The whole listing is to be restated, character for character.
STORED DATA START
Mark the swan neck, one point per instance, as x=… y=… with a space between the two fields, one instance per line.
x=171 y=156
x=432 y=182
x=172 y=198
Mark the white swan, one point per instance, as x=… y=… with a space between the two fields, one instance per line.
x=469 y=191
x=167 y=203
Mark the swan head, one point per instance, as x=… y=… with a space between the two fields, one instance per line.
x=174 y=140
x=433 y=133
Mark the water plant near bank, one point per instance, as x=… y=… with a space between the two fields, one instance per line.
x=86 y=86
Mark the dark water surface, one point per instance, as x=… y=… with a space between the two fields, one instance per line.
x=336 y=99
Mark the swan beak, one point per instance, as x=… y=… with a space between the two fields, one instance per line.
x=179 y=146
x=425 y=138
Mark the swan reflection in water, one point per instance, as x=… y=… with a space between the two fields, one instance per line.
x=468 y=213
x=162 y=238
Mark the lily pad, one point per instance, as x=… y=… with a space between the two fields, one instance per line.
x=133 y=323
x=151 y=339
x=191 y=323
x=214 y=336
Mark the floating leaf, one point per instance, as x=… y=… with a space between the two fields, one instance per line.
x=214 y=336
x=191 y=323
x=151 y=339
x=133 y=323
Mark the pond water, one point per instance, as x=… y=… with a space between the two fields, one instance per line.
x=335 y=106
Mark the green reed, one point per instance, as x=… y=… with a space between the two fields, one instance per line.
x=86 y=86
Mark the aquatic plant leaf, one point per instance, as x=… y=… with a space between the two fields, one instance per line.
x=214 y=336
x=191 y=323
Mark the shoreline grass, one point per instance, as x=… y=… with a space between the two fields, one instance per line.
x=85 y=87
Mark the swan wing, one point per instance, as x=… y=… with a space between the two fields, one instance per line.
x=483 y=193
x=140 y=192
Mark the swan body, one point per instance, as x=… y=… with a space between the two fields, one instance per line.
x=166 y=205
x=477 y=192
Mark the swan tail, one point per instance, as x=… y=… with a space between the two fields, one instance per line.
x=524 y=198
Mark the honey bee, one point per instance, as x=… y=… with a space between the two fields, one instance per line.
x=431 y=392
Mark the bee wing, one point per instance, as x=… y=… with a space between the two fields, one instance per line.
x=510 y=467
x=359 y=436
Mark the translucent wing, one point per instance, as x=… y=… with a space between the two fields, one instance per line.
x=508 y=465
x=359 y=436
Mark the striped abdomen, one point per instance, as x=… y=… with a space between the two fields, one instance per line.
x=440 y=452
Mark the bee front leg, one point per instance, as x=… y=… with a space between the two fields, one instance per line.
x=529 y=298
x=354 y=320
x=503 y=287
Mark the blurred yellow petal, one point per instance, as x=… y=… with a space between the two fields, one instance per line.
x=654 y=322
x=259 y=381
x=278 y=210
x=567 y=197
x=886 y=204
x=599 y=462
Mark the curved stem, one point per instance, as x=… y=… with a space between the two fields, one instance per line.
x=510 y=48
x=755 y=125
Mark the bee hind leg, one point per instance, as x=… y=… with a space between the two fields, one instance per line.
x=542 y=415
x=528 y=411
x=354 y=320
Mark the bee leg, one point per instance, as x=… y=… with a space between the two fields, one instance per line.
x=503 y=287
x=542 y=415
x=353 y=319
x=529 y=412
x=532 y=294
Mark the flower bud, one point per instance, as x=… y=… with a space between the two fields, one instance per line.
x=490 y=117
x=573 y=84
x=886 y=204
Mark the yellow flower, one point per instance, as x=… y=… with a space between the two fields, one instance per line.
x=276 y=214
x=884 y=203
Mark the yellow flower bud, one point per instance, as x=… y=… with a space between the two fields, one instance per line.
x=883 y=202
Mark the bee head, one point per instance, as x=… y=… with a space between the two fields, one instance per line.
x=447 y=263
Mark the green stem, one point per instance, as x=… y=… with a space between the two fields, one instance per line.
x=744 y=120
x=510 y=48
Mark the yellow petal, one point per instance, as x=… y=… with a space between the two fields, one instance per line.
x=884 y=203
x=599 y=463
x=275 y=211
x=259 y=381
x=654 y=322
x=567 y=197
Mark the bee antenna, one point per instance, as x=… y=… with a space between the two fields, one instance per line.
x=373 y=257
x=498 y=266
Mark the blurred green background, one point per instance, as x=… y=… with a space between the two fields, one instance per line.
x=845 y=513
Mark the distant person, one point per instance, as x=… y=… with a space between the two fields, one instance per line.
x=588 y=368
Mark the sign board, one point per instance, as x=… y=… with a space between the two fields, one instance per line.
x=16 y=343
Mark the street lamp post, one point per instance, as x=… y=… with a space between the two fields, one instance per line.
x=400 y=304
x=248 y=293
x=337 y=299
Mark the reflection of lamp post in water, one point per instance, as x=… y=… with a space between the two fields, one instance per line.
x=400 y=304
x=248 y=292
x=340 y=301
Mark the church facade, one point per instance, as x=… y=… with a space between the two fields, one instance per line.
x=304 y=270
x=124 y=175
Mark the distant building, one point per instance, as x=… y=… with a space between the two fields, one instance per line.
STORED DATA END
→ **WRITTEN ANSWER**:
Mark the swan neck, one point per instance, as x=… y=… with a space between the two fields, one instance per line.
x=171 y=156
x=432 y=182
x=172 y=198
Mark the white swan, one point per instance, as x=… y=… with a space between the two fields, one instance per line.
x=469 y=191
x=167 y=203
Mark the swan head, one point per instance, as x=… y=… with a space between the two fields, one instance per line.
x=174 y=140
x=433 y=133
Mark the water plant near bank, one point per instance, as x=… y=… with a space between the two fields, one instance per line.
x=86 y=86
Mark the dark water surface, one point per instance, as x=… y=… with a space between the two fields, one instance per line.
x=336 y=99
Mark the swan beak, one point per instance, as x=… y=… with a space between the two fields, one instance per line.
x=179 y=146
x=425 y=138
Mark the swan reflection in water, one point per instance, as x=… y=… with a space between the two fields, one instance per line.
x=468 y=213
x=162 y=238
Mark the lily pad, one point per instance, as x=… y=… with a space between the two fields, one instance per line.
x=133 y=323
x=151 y=339
x=191 y=323
x=214 y=336
Mark the floating leaf, one point per instance, as x=… y=… with a space between the two fields, one instance per line.
x=214 y=336
x=191 y=323
x=151 y=339
x=133 y=323
Mark the pond water, one point per instance, as x=… y=… with a space between the two fields, one instance per line.
x=335 y=106
Mark the green reed, one point per instance, as x=… y=… with a space between the two fields, one instance per line.
x=86 y=86
Mark the aquatic plant leaf, one point per instance, as x=… y=… with a space between the two fields, one instance per line.
x=214 y=336
x=191 y=323
Mark the shoreline grass, one point per instance, as x=… y=… with a space between the two fields, one instance per line.
x=85 y=87
Mark the swan wing, one point per instance, as x=… y=… with a space between the two fields, one instance per line.
x=483 y=193
x=140 y=192
Mark the swan body, one point per instance, as x=… y=… with a space between the two fields, one instance per line.
x=166 y=205
x=477 y=192
Mark the swan tail, one point per instance, as x=… y=… with a space between the two fields, one instance per line.
x=524 y=198
Mark the honey bee, one point per instance, as x=… y=… with a space between the two fields, one instance per line.
x=431 y=392
Mark the bee wing, one point per instance, as x=… y=… with a space between the two fields, one instance per line.
x=510 y=467
x=359 y=436
Mark the translucent wing, one point per instance, as x=… y=… with a space between the two fields, one instance per line.
x=508 y=465
x=359 y=436
Mark the striped abdomen, one point per instance, as x=… y=… with a space between the two fields, one instance per line.
x=440 y=452
Mark the bee front leg, one point per instance, as x=… y=… with a space between the two fields, one instance per line.
x=529 y=298
x=354 y=320
x=503 y=287
Mark the blurred yellow petal, one point per instance, as x=… y=… with a space between the two fields, one instance per line.
x=654 y=322
x=259 y=381
x=278 y=210
x=567 y=197
x=886 y=204
x=599 y=462
Mark the curved stem, one point per instance, as x=… y=… with a space between the two fields, one instance per line.
x=510 y=48
x=755 y=125
Mark the bee hind leg, one point per instance, as x=… y=… with a space between the two fields, one instance per line.
x=542 y=415
x=528 y=411
x=354 y=320
Mark the bee leg, one point per instance, as x=… y=… with a space between the two fields, one instance per line.
x=503 y=287
x=542 y=415
x=353 y=319
x=529 y=412
x=532 y=294
Mark the flower bud, one point per instance, as x=… y=… with a space between the two fields, one instance per line.
x=490 y=117
x=573 y=84
x=886 y=204
Mark the yellow flower, one point per instance, as x=… y=… with a space between the two fields, one instance per line.
x=276 y=214
x=884 y=203
Mark the yellow flower bud, one point per instance, as x=… y=… with a space between the two fields, one instance per line.
x=883 y=202
Mark the bee head, one point per instance, as x=… y=… with a space between the two fields, one instance per line.
x=447 y=263
Mark the green stem, one point per instance, as x=… y=… with a space between the two fields, one instance per line.
x=744 y=120
x=510 y=48
Mark the yellow petal, one point per instance, as x=… y=… with a space between the two fields, one instance per line.
x=884 y=203
x=599 y=463
x=275 y=211
x=259 y=381
x=654 y=322
x=567 y=197
Mark the bee antenna, one point per instance, as x=… y=… with a space between the two fields, one instance per line.
x=373 y=257
x=498 y=266
Mark the blurred green background, one point per instance, as x=… y=… with a space between the two fields, one instance per line.
x=845 y=513
Mark the distant person, one point per instance, as x=… y=… with a space between the two fields, one instance per line.
x=588 y=368
Mark the sign board, one point per instance, as x=… y=… with a space between the two fields, one instance per line.
x=16 y=343
Mark the street lamp post, one point per instance, as x=… y=… with a space between the two fields, one instance per line.
x=400 y=304
x=248 y=293
x=337 y=299
Mark the reflection of lamp post in water, one point per instance, as x=… y=… with a space between the two fields, one instance per line.
x=400 y=304
x=248 y=292
x=340 y=301
Mark the church facade, one point per instance, as x=… y=… with a space between the two fields, one instance per line.
x=304 y=270
x=124 y=175
Mark the distant building, one point per instance, as x=… y=… with a space between the two fields, one instance per line.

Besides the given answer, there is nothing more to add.